**Task to complete**
The entries must be restated exactly as written.

**Dataset extract**
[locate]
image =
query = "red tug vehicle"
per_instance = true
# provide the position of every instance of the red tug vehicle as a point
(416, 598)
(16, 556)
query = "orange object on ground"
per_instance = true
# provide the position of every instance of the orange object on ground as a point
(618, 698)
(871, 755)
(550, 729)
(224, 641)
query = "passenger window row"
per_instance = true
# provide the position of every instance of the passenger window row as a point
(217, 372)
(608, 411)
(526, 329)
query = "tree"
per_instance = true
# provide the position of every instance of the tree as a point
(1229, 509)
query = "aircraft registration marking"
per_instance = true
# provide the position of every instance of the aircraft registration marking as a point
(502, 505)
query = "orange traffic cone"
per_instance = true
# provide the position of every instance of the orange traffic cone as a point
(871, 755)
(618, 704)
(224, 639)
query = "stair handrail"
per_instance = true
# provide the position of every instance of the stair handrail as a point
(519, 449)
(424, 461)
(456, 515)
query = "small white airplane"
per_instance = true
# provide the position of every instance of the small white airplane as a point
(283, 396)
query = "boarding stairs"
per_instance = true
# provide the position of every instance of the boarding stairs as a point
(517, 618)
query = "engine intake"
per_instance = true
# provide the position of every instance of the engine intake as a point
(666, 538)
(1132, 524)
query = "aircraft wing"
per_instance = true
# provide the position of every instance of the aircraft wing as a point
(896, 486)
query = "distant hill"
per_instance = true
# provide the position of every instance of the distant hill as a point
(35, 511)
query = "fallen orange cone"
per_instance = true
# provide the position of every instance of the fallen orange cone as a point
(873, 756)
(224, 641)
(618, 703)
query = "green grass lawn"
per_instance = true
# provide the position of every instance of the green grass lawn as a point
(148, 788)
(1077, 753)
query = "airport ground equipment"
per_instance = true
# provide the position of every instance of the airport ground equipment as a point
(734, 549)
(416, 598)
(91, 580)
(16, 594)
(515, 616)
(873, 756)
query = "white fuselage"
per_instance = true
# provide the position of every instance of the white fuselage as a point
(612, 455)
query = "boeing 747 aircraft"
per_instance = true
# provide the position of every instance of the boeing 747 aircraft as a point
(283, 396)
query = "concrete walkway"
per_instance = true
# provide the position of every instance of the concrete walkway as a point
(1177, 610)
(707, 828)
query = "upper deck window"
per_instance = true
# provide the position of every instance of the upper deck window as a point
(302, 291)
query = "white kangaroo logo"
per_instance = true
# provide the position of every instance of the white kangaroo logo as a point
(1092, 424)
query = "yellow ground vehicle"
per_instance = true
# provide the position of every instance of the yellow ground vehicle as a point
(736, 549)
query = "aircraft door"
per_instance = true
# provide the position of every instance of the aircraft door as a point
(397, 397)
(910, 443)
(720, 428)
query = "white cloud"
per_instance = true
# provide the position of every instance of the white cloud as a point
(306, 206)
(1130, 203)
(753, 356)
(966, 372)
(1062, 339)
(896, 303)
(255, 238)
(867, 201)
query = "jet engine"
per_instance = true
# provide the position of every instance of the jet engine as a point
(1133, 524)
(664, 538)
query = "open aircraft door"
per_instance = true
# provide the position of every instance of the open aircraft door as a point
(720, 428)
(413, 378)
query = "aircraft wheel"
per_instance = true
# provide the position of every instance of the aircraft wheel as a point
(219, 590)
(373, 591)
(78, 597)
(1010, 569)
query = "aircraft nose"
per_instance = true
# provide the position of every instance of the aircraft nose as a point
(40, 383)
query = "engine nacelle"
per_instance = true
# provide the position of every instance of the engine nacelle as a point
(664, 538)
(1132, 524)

**Expected answer**
[locate]
image =
query = "red tug vehicle"
per_instance = true
# provide the position of every instance of the red tug vehicle as a point
(416, 598)
(16, 556)
query = "orange object on ground"
per_instance = true
# provide the position of every instance of the orange object on ground as a point
(618, 698)
(871, 755)
(550, 729)
(224, 641)
query = "passenger window row"
per_instance = true
# provide the position of every instance of the passenger window row as a point
(217, 372)
(608, 411)
(526, 329)
query = "tree"
per_instance = true
# provide the position of every instance of the tree as a point
(1229, 509)
query = "aircraft registration marking"
per_instance = true
# provide the position of every instance of the aircraft registration marking as a point
(502, 505)
query = "orange traffic cone"
per_instance = true
# provide the position of every instance of the orange traffic cone as a point
(871, 755)
(618, 704)
(224, 639)
query = "stair handrail"
per_instance = true
# provide the position of every instance of the stair handrail as a point
(519, 449)
(424, 461)
(456, 515)
query = "small white airplane"
per_instance = true
# provide the position of every instance of the small white airplane as a point
(283, 396)
query = "boarding stairs"
per_instance = true
# provide the position of every instance of the boarding stairs as a point
(517, 618)
query = "engine intake"
per_instance = true
# provide the position of every instance of the engine intake as a point
(666, 538)
(1132, 524)
query = "aircraft wing"
per_instance = true
# provide the position of every instance of the aircraft wing as a point
(896, 486)
query = "distant hill"
per_instance = true
# provide the position of every instance of the distant hill as a point
(35, 511)
query = "fallen orange cone"
per_instance = true
# provide the position of every instance of the fallen orange cone as a point
(873, 756)
(224, 641)
(618, 703)
query = "green grass lawn"
per_instance = true
# provide the position of every instance of the green grass lawn as a point
(148, 788)
(1077, 753)
query = "airport ground equipment"
per_instance = true
# provide the position of every instance of the airport ground equipment as a point
(734, 549)
(416, 598)
(91, 580)
(16, 594)
(515, 616)
(873, 756)
query = "white fuselage"
per_instance = true
# provide the position of every instance of the white fuselage as a point
(612, 455)
query = "boeing 747 aircraft"
per_instance = true
# provide the position of every instance of the boeing 747 aircraft as a point
(283, 396)
query = "concrete walkway"
per_instance = true
# provide the position of every instance of the concrete walkway as a point
(1177, 610)
(707, 828)
query = "upper deck window"
per_instance = true
# provide the position of every instance of the upper deck window as a point
(302, 291)
query = "white kangaroo logo"
per_instance = true
# provide the position of every instance of the white kangaroo logo as a point
(1092, 424)
query = "yellow ground vehicle"
per_instance = true
# provide the position of every instance of the yellow ground vehicle as a point
(736, 549)
query = "aircraft door"
per_instance = true
# provide the position of every instance of the aircraft door as a point
(397, 397)
(910, 443)
(720, 428)
query = "white cloud"
per_instance = true
# provide the position of every instance of the white cloud as a point
(306, 206)
(1130, 203)
(753, 356)
(966, 372)
(1062, 339)
(896, 303)
(255, 238)
(867, 201)
query = "jet engine"
per_instance = true
# provide the position of every instance of the jet engine as a point
(1133, 524)
(664, 538)
query = "open aircraft door"
per_instance = true
# provide the position of every instance of the open aircraft door as a point
(720, 428)
(413, 378)
query = "aircraft wheel"
per_instance = true
# provide the position of every instance of the aircraft wheel as a point
(219, 590)
(373, 591)
(78, 597)
(1010, 569)
query = "aircraft nose"
per_instance = true
# provide the position of every instance of the aircraft nose as a point
(40, 383)
query = "engine nacelle"
per_instance = true
# provide the position of every instance of the engine nacelle as a point
(664, 538)
(1132, 524)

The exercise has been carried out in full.